╭─ TEXT PASSAGE

To examine heads and tails of text, to see how it may inflect.


§1. Tries. The standard data structure for searches through possible prefixes or suffixes is a "trie". The term goes back to Edward Fredkin in 1961; some pronounce it "try" and some "tree", and either would be a fair description. Like hash tables, tries are a means of minimising string comparisons when sorting through possible outcomes based on a text.

The trie is a tree with three kinds of node:

define TRIE_START -1  head: the root of a trie parsing forwards from the start
define TRIE_END -2  head: the root of a trie parsing backwards from the end
define TRIE_ANYTHING 10003  choice: match any text here
define TRIE_ANY_GROUP 10001  choice: match any character from this group
define TRIE_NOT_GROUP 10002  choice: match any character not in this group
define TRIE_STOP -3  terminal: here's the outcome
define MAX_TRIE_GROUP_SIZE 26  size of the allowable groups of characters
typedef struct match_trie {
    int match_character;  or one of the special cases above
    inchar32_t group_characters[MAX_TRIE_GROUP_SIZE+1];
    inchar32_t *match_outcome;
    struct match_trie *on_success;
    struct match_trie *next;
} match_trie;

§2. We have just one routine for extending and scanning the trie: it either tries to find whether a text p leads to any outcome in the existing trie, or else forcibly extends the existing trie to ensure that it does.

╰─

- **SHORT EXERCISE**
Echo the passage on tries in full, word for word. The entries that follow are separate material, apart from the passage on tries.

╭─ ENTRIES PROVIDED

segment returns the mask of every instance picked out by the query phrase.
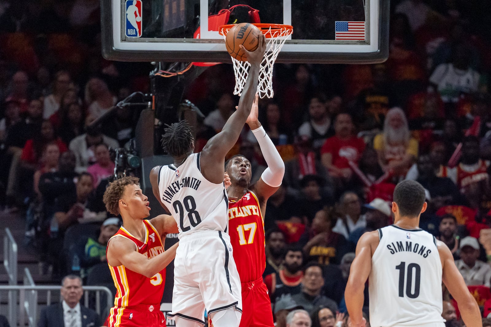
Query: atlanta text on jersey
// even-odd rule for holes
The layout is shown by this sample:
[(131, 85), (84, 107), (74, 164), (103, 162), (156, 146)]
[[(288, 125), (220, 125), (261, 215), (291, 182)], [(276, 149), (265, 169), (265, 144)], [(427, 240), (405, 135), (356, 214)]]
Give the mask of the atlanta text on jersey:
[(228, 219), (236, 217), (247, 217), (251, 214), (259, 215), (259, 208), (257, 205), (250, 204), (241, 207), (235, 207), (228, 209)]
[(172, 198), (183, 187), (191, 187), (197, 191), (201, 181), (194, 177), (185, 177), (180, 181), (172, 182), (164, 191), (162, 200), (170, 204)]
[(396, 244), (397, 244), (397, 246), (394, 244), (394, 242), (392, 242), (392, 245), (387, 245), (387, 248), (390, 251), (391, 254), (402, 252), (413, 252), (422, 255), (423, 258), (426, 258), (428, 256), (428, 254), (431, 253), (431, 250), (429, 249), (426, 249), (426, 247), (424, 245), (420, 246), (418, 243), (414, 243), (413, 245), (412, 242), (409, 241), (406, 241), (405, 247), (402, 242), (396, 242)]

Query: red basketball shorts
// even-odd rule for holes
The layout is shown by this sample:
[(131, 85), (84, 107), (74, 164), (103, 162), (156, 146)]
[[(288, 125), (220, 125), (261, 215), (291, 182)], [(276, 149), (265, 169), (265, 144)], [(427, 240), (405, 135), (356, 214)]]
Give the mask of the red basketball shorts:
[[(241, 284), (242, 318), (239, 327), (274, 327), (271, 301), (263, 278)], [(211, 320), (209, 325), (213, 326)]]
[(109, 327), (165, 327), (160, 304), (139, 304), (125, 308), (113, 307), (105, 326)]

╰─

- **ANSWER**
To examine heads and tails of text, to see how it may inflect.


§1. Tries. The standard data structure for searches through possible prefixes or suffixes is a "trie". The term goes back to Edward Fredkin in 1961; some pronounce it "try" and some "tree", and either would be a fair description. Like hash tables, tries are a means of minimising string comparisons when sorting through possible outcomes based on a text.

The trie is a tree with three kinds of node:

define TRIE_START -1  head: the root of a trie parsing forwards from the start
define TRIE_END -2  head: the root of a trie parsing backwards from the end
define TRIE_ANYTHING 10003  choice: match any text here
define TRIE_ANY_GROUP 10001  choice: match any character from this group
define TRIE_NOT_GROUP 10002  choice: match any character not in this group
define TRIE_STOP -3  terminal: here's the outcome
define MAX_TRIE_GROUP_SIZE 26  size of the allowable groups of characters
typedef struct match_trie {
    int match_character;  or one of the special cases above
    inchar32_t group_characters[MAX_TRIE_GROUP_SIZE+1];
    inchar32_t *match_outcome;
    struct match_trie *on_success;
    struct match_trie *next;
} match_trie;

§2. We have just one routine for extending and scanning the trie: it either tries to find whether a text p leads to any outcome in the existing trie, or else forcibly extends the existing trie to ensure that it does.